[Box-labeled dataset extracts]
########

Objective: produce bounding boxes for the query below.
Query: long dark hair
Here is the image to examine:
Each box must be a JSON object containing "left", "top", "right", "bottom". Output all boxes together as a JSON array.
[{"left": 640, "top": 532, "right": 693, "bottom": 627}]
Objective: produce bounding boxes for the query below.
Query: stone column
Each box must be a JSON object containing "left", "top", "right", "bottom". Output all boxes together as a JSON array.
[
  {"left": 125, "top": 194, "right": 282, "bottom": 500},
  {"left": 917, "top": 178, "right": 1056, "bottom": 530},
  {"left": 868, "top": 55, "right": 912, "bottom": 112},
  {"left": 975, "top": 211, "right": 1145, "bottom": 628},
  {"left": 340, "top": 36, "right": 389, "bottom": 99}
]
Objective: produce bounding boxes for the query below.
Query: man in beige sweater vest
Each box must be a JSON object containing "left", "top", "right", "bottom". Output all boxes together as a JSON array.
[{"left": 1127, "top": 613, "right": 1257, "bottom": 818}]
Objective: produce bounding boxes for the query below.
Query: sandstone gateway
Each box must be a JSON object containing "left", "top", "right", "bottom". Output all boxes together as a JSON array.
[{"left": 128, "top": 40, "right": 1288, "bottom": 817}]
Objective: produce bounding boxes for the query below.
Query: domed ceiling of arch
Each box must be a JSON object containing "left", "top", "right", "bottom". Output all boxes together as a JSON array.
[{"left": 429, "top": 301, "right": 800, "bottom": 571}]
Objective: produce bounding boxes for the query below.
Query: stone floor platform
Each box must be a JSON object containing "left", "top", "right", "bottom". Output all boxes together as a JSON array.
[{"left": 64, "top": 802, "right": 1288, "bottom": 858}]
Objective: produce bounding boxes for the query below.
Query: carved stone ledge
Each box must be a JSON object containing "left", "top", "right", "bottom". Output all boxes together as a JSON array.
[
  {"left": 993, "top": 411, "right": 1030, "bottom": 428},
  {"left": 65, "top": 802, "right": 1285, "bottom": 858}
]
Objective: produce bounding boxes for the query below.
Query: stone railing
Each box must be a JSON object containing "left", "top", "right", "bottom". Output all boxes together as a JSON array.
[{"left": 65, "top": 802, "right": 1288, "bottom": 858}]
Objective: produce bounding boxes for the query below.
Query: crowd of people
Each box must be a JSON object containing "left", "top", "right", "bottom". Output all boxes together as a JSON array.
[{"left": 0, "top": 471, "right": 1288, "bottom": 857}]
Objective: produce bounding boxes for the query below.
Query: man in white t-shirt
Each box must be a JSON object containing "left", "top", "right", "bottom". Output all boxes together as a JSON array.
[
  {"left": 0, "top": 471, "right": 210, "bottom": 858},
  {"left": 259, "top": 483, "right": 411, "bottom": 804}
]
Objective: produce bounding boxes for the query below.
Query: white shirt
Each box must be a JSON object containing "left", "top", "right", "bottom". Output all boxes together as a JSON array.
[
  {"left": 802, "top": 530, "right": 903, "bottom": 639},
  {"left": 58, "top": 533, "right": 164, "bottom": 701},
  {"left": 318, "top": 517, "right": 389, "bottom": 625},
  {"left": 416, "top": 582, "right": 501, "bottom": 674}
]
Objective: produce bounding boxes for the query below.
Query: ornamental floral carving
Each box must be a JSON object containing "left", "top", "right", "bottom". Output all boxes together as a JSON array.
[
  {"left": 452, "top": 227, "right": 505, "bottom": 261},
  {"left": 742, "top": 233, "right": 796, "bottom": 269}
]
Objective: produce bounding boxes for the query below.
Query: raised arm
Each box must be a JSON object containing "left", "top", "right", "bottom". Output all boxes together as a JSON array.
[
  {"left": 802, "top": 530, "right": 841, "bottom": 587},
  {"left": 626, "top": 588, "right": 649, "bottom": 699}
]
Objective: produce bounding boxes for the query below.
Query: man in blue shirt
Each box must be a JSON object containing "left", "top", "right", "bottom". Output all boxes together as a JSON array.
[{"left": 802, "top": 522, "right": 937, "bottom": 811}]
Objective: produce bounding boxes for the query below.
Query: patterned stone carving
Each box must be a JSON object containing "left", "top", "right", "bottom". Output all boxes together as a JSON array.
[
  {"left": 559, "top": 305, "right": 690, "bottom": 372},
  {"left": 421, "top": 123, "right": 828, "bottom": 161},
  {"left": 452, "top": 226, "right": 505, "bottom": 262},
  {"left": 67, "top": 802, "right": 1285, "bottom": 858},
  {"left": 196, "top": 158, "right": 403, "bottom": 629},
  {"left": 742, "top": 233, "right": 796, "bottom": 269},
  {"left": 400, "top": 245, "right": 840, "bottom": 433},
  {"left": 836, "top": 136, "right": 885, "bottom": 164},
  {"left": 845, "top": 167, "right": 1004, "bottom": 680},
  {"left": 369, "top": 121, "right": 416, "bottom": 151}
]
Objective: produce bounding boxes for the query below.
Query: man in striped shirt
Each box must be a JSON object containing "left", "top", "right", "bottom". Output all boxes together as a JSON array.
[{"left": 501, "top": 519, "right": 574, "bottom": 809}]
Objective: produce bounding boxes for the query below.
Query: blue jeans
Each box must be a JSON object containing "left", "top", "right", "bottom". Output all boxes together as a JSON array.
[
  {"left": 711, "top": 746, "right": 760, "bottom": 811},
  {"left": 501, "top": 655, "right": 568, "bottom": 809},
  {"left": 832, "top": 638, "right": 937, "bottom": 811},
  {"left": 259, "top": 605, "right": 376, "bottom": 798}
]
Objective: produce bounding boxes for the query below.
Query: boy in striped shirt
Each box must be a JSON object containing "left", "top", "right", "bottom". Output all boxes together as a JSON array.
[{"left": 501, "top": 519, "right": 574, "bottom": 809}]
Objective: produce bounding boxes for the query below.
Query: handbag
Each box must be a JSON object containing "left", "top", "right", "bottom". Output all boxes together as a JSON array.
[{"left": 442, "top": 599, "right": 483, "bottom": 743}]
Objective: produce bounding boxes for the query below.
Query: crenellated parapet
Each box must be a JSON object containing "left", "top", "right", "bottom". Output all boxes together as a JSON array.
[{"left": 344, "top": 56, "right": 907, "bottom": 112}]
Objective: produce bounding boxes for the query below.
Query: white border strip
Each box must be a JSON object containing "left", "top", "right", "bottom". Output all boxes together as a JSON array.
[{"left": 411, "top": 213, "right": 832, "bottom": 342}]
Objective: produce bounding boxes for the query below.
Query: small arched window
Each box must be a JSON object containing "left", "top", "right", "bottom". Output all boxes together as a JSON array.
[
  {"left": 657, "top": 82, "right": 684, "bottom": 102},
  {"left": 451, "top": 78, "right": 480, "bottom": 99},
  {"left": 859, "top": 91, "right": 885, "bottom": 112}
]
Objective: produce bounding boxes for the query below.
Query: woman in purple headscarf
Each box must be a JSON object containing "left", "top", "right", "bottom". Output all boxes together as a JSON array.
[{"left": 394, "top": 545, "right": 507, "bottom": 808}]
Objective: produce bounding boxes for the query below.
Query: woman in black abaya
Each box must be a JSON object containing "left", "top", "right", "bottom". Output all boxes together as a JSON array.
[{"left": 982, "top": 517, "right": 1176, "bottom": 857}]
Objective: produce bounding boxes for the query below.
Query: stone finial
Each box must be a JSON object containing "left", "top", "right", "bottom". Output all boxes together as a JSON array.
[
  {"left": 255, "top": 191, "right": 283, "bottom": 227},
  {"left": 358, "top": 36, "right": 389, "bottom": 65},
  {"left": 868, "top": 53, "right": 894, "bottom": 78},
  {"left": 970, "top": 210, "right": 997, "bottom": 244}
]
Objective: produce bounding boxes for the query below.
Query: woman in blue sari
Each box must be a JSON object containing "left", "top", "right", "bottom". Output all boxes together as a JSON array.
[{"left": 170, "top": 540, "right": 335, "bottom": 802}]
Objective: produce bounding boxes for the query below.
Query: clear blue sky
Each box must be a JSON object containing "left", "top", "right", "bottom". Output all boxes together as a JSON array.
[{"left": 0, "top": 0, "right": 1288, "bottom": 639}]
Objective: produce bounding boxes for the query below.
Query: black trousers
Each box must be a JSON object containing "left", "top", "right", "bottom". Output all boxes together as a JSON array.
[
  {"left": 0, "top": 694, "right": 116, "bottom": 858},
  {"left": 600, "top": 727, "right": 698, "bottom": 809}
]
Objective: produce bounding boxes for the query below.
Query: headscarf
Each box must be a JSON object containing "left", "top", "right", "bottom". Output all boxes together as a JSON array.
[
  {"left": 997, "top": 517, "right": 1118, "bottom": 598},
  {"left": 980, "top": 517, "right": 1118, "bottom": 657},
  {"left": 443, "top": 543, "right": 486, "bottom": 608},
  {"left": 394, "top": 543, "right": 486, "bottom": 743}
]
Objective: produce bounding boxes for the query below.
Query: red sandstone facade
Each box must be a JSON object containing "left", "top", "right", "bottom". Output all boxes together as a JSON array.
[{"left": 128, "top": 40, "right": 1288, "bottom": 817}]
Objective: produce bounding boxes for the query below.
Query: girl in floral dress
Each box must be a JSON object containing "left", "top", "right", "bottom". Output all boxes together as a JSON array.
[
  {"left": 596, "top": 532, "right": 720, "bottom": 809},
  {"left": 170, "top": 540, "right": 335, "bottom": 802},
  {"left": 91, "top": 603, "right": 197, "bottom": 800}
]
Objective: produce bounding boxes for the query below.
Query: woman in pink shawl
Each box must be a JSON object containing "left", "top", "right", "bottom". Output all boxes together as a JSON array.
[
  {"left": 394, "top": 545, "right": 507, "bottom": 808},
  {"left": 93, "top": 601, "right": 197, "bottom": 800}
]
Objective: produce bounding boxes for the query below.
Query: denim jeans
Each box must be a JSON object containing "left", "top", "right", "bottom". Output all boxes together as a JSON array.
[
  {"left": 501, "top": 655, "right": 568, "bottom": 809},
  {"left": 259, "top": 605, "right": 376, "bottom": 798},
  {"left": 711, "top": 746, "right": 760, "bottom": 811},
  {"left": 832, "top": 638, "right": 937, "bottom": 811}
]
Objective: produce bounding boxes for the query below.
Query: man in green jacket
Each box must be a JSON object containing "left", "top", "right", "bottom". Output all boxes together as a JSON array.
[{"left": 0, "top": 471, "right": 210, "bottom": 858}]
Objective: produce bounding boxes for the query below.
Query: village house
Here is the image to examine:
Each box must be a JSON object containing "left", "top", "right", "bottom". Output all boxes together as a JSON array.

########

> _PROBLEM_
Extract every line of the records that contains the string "white", copying each one in full. Case counts, so skip lines where it appears with different capitalization.

> _EXERCISE ANSWER_
Query: man in white t-shirt
Query: white shirt
Query: white border strip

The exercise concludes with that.